GIVEN PROBLEM —
Convert every line of the entries below into a Markdown table with the columns "Row" and "Entry line," omitting blank lines. Leave the pictures out of the table.

═══

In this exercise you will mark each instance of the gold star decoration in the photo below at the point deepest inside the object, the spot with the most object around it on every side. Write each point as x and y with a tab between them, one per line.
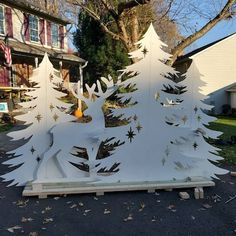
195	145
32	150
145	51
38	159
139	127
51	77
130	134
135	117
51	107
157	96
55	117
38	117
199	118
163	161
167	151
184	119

═══

ANSWER —
| Row | Entry line |
|---|---|
| 1 | In this exercise you will mark each instance of the gold star decoration in the photo below at the point deepest inside the object, the spot with the most object around it on every side. Write each point as x and y with a tab between them, one per line. |
| 2 | 195	145 |
| 3 | 32	150 |
| 4 | 145	51 |
| 5 | 38	159 |
| 6 | 139	127 |
| 7 | 51	77 |
| 8 | 130	134 |
| 9 | 135	117 |
| 10 | 51	107 |
| 11 | 157	96 |
| 12 | 55	117 |
| 13 | 38	117 |
| 14 | 199	118 |
| 15 | 163	161 |
| 16 | 167	151 |
| 17 | 184	119 |